[Items from a data source]
* * * * * * * * *

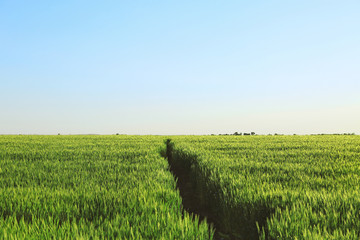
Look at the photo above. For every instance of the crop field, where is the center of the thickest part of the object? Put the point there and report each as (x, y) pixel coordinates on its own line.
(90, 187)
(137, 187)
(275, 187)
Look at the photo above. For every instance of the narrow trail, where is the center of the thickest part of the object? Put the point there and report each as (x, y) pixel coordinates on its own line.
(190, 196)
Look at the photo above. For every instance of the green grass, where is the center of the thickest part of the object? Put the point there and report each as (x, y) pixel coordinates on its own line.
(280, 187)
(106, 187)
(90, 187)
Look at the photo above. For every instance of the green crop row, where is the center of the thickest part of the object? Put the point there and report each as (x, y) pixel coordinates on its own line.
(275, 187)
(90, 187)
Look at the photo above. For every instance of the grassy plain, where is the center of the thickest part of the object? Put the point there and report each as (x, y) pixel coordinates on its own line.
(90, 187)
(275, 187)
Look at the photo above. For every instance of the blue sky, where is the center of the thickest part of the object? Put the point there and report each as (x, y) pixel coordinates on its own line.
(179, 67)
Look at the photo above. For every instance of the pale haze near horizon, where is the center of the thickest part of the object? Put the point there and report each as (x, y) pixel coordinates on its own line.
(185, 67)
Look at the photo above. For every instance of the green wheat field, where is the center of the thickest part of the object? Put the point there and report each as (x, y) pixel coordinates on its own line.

* * * * * * * * *

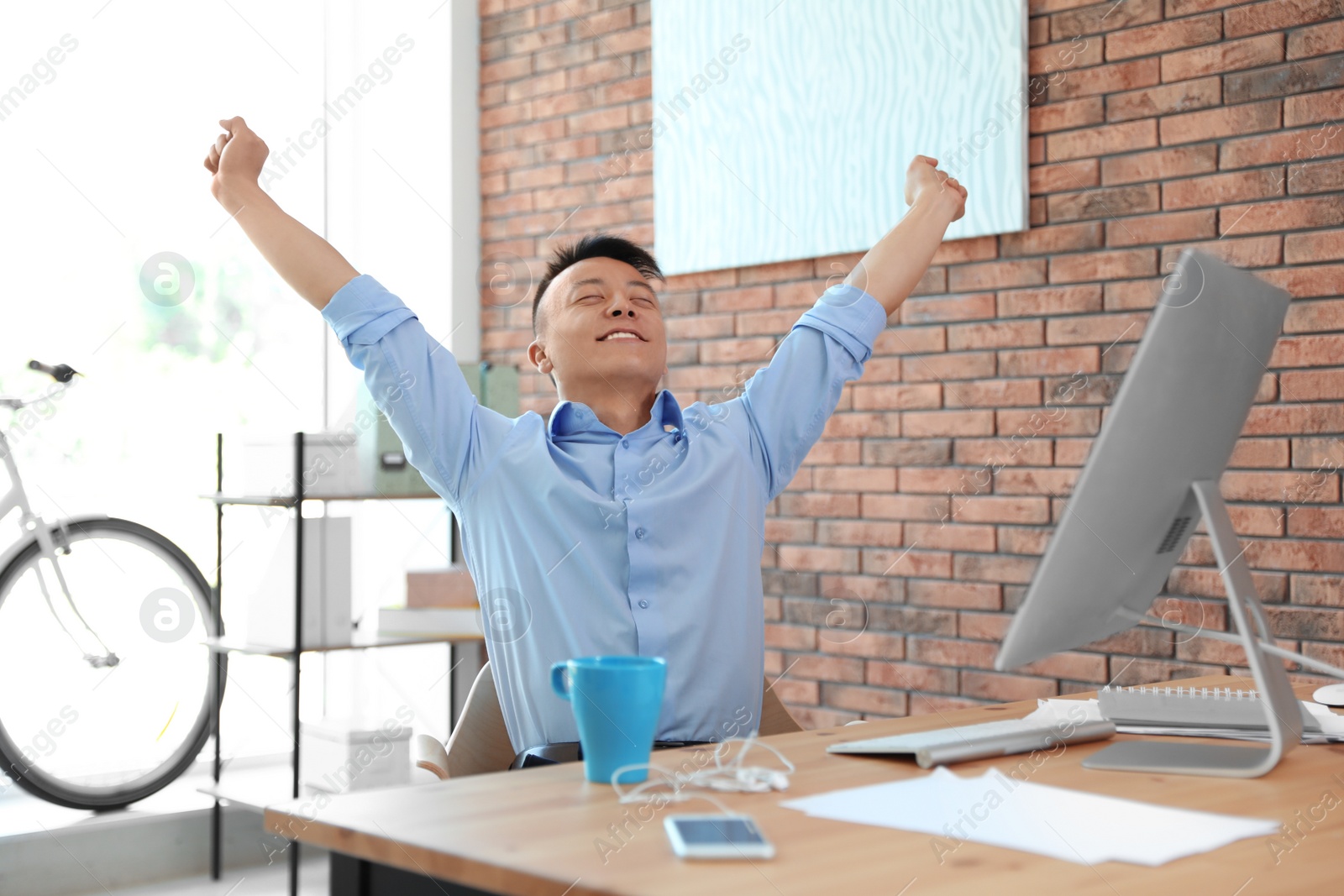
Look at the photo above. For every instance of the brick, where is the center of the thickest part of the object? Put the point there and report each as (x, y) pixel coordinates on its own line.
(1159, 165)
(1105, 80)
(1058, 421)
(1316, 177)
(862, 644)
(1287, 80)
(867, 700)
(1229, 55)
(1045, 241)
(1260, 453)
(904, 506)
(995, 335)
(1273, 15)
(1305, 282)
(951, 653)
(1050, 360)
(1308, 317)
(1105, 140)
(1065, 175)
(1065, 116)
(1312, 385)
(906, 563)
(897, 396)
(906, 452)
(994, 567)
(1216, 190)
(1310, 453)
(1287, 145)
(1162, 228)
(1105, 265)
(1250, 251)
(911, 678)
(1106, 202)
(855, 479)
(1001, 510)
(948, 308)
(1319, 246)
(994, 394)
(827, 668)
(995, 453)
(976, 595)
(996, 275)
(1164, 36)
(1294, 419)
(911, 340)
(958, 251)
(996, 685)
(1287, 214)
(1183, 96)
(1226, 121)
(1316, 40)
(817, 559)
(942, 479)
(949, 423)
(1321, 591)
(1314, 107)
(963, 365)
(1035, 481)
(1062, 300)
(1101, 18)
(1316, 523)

* * * * * * * * *

How many lines in the records above contain the word "haze"? Reply with the number alone.

1